> _Text segment_:
= Beginning of Section =
After last week’s blog, I had some more questions about protein. So I figured this week I would build off of that.
Dietary protein provides our bodies with the building blocks we need to grow and repair healthy tissues. Your body is constantly turning over protein by breaking it down and rebuilding tissues. This includes muscle. When you workout, you cause micro trauma to your muscles, this is what leads to soreness and more protein turnover. You need protein to repair/build muscle tissue so that you can recover and do it all over again.
There is some merit to the timing of intake of protein after working out, but that is a more advanced nutrition strategy. For most people, they will do really well if they focus on protein consumption for the day as a whole.
The old recommendations for how much protein to have in your diet is based on the MINIMUM amount you need to not be sick. That recommendation was 0.8g/kg of body mass. That is only 54.4 grams of protein per day for someone that weighs 150 lbs. Research now suggests that if you are training hard, lowering calories to lose fat, have a physically active job, are injured, sick, recovering from a surgery, or in a state of high stress, your protein intake should be much higher. The OPTIMAL intake of protein is more in the range of 1.2 – 1.7g/kg of body weight. That would be 81.6 – 115.6 grams per day for someone that weight 150 lbs. That’s a big difference between the minimum intake and the optimal range of intake.
In the past, there were concerns over taking in too much protein and kidney damage. There simply isn’t any evidence that a higher protein diet will damage healthy kidneys. If you have a preexisting kidney disease, then that is a different story and obviously you should work with your medical doctor and a dietitian that can help treat that. The upper limits to how much protein a healthy person can eat is somewhere between 3.5 – 4.5 g/kg body weight. That would be 238 – 306 grams of protein for someone who weighs 150 lbs. The average sized chicken breast has 54 grams of protein, that would be almost 6 chicken breasts in one day. Good luck chewing all of that! Protein is also something your body isn’t good at storing like fat and carbohydrates, so eating too much doesn’t do you any good.
= End of Section =
(Dataset entries)
= Beginning of Section =
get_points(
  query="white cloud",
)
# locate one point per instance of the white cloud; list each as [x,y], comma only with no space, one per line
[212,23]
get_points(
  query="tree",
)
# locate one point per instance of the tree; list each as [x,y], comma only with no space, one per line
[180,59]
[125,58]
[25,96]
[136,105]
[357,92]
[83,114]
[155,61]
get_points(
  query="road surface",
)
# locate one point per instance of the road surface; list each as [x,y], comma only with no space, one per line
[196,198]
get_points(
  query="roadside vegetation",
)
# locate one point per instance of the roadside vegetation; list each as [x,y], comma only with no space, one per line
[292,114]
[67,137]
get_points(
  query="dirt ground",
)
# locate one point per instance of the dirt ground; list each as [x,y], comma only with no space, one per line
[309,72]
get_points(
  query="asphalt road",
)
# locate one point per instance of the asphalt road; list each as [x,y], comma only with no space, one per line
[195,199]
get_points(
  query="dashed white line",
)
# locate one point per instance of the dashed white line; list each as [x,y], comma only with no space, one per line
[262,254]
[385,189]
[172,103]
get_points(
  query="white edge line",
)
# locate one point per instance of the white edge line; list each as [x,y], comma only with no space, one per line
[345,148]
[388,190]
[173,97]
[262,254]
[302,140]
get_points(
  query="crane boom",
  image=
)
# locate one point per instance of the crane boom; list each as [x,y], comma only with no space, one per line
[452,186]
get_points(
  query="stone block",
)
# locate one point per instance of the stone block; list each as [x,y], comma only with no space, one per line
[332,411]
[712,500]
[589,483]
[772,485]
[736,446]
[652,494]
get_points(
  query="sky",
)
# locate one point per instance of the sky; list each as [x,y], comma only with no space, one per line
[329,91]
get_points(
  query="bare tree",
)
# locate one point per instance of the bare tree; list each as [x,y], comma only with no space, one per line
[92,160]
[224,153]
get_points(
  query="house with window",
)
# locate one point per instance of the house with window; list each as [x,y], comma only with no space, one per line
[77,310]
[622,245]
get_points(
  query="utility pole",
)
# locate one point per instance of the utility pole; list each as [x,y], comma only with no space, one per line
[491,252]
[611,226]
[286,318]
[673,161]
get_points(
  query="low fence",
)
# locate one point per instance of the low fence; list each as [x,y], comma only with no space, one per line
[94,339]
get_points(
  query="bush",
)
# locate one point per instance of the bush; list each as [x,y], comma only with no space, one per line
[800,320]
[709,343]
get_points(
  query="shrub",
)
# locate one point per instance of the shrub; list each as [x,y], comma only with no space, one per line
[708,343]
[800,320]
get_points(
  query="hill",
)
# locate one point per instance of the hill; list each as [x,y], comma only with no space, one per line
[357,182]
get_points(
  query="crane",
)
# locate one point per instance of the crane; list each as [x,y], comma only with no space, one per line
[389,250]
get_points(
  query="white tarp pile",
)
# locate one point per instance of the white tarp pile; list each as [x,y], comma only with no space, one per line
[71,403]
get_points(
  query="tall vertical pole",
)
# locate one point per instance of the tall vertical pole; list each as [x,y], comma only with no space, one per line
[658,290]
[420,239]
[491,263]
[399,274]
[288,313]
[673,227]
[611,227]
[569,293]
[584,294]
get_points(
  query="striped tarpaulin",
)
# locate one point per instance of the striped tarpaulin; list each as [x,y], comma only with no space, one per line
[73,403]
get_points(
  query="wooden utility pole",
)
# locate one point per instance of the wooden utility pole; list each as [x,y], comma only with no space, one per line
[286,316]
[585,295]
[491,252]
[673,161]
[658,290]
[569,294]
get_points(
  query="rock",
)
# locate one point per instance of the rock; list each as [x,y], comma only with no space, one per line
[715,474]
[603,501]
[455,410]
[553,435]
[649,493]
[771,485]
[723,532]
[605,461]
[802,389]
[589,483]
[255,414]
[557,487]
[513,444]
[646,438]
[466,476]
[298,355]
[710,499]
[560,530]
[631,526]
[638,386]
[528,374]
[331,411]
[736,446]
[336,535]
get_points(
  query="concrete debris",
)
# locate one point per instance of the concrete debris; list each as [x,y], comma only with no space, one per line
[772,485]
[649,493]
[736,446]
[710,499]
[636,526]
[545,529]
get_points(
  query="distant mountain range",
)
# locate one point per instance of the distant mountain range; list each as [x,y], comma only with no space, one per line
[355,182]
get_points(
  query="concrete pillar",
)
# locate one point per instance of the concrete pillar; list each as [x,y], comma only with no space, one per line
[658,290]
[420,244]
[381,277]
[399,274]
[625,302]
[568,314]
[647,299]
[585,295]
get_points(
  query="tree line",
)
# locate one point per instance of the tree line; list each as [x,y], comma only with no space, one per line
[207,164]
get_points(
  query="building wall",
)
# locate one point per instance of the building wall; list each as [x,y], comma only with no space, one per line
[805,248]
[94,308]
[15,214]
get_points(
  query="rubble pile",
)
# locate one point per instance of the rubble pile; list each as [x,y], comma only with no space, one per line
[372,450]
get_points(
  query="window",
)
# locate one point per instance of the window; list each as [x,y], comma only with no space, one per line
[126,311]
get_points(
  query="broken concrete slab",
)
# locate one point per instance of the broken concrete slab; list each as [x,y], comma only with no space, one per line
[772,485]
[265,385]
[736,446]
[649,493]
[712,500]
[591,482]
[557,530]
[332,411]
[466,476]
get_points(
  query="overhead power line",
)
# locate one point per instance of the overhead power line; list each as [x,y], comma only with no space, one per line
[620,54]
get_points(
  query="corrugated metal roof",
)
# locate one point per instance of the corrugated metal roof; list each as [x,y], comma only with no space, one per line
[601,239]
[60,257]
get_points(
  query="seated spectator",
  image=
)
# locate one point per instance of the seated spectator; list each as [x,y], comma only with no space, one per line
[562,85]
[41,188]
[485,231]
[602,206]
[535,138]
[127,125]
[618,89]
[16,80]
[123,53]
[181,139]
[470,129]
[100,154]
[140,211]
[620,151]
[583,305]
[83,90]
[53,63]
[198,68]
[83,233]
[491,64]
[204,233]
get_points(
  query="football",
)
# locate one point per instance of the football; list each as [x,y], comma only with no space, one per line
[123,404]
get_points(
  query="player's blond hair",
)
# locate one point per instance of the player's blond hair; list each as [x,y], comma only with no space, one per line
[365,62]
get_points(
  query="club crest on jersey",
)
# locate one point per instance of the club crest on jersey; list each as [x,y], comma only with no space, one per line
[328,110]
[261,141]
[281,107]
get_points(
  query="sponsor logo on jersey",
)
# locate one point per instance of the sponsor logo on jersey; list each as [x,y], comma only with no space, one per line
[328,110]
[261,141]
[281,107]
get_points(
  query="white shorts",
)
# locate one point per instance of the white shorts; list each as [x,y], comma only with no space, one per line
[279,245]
= End of Section =
> _Problem set_:
(A) What range does the protein post give as the upper limit of protein a healthy person can eat, in g/kg of body weight?
(B) Write the next part of the protein post, continuing after its final sentence.
The records were taken from a separate source.

> _Answer section_:
(A) Between 3.5 and 4.5 g/kg of body weight.

(B)
I figured I should leave you with good sources to eat to get the protein you need daily:
- lean beef
- wild game
- eggs (2-3 eggs is 1 palm-sized serving)
- cottage cheese
- plain Greek yogurt
- protein powders (1 scoop is 1 palm-sized serving)
So referring back to last week’s post, at each meal women need 1 palm-sized portion of protein dense food, men need 2. Following this will help you reach your optimal protein intake for the day instead of doing math and weighing out your food all the time.
Something to keep in mind, anything you eat has some protein in it. If it was alive at some point, it has protein in it. A fist-sized portion of broccoli has 3 grams of protein. So the other things on your plate do help contribute to your overall protein intake. I’d just recommend not trying to get all of your protein for the day from broccoli unless you like to chew from sunup to sundown.
And just so you know I’m not making any of this up, I pulled this info from a text book, “The Essentials of Sport and Exercise Nutrition, 3rd edition” from the Precision Nutrition certification manual.